ACTIVITY:
Scan each line of the records for the word "every" and extract the ones that have it.

[Collected data entries]
--*--
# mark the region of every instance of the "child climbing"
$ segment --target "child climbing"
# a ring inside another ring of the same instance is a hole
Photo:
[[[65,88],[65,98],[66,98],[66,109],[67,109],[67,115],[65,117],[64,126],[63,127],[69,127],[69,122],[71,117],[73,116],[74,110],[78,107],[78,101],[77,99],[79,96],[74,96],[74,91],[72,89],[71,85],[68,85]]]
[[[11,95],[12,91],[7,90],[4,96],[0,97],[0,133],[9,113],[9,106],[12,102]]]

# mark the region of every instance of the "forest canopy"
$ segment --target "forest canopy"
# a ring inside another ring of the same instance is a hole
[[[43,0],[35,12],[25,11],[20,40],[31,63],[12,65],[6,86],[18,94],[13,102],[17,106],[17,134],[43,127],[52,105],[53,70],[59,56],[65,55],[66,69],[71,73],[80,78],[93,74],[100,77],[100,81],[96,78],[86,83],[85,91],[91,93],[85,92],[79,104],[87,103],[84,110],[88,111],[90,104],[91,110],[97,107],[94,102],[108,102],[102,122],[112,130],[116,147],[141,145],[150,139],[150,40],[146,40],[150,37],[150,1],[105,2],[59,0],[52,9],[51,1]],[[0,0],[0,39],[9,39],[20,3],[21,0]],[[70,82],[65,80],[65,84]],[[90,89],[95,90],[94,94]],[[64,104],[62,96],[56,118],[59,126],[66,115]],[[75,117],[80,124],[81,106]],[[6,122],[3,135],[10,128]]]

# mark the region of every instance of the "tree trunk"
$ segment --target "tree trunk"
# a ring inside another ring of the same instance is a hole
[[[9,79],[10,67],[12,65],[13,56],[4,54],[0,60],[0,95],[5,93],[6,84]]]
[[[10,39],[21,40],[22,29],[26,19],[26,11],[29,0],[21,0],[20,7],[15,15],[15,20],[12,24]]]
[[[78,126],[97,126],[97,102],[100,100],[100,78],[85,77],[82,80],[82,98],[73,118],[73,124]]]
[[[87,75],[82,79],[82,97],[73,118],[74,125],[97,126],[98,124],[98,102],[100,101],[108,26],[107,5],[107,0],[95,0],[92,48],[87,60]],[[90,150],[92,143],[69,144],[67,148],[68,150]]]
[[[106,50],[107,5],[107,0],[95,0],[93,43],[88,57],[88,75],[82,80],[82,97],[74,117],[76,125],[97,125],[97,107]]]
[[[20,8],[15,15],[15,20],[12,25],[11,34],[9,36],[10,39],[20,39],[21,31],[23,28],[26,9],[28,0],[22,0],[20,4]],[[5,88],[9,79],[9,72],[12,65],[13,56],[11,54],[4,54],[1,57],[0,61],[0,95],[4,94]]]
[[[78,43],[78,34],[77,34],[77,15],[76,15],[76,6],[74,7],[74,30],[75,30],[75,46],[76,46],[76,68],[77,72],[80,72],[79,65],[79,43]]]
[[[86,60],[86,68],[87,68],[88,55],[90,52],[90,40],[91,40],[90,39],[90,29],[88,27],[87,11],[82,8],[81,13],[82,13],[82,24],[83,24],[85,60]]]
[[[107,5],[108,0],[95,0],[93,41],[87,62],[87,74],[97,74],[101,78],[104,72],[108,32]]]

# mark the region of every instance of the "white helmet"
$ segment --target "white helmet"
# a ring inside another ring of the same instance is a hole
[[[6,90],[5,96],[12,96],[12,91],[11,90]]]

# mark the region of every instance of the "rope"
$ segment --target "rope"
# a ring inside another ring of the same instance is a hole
--*--
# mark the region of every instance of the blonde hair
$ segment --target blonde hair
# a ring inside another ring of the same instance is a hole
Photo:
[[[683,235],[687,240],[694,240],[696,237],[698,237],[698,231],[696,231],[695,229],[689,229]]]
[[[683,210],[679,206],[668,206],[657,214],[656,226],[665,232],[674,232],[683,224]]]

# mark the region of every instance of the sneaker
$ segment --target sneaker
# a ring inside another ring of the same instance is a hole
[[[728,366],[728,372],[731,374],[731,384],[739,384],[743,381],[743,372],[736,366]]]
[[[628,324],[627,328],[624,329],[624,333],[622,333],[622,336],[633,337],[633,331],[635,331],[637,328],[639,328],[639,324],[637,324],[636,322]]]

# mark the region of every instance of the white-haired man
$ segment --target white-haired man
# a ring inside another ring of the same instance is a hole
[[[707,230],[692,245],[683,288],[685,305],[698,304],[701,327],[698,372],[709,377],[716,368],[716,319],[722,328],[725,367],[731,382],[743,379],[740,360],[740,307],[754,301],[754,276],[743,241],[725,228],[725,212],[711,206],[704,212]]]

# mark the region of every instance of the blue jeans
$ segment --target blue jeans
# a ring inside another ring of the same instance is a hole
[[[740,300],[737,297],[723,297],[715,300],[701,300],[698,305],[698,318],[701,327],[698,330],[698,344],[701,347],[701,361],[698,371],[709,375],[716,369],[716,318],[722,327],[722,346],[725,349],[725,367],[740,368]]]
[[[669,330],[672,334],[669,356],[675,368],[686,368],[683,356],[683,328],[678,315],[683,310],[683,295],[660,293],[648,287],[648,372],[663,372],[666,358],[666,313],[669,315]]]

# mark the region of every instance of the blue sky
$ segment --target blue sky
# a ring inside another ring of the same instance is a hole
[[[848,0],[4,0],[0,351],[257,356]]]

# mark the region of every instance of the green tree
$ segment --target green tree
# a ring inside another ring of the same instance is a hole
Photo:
--*--
TASK SOLUTION:
# mark the region of every instance of the "child climbing"
# mark the region of every instance of the "forest canopy"
# mark the region of every instance of the "tree trunk"
# mark the region of every instance of the "white helmet"
# mark the region of every instance of the "rope"
# mark the region of every instance of the blonde hair
# mark the region of every instance of the sneaker
# mark the region of every instance of the white-haired man
# mark the region of every instance of the blue jeans
# mark the region of every instance of the blue sky
# mark the region of every instance of the green tree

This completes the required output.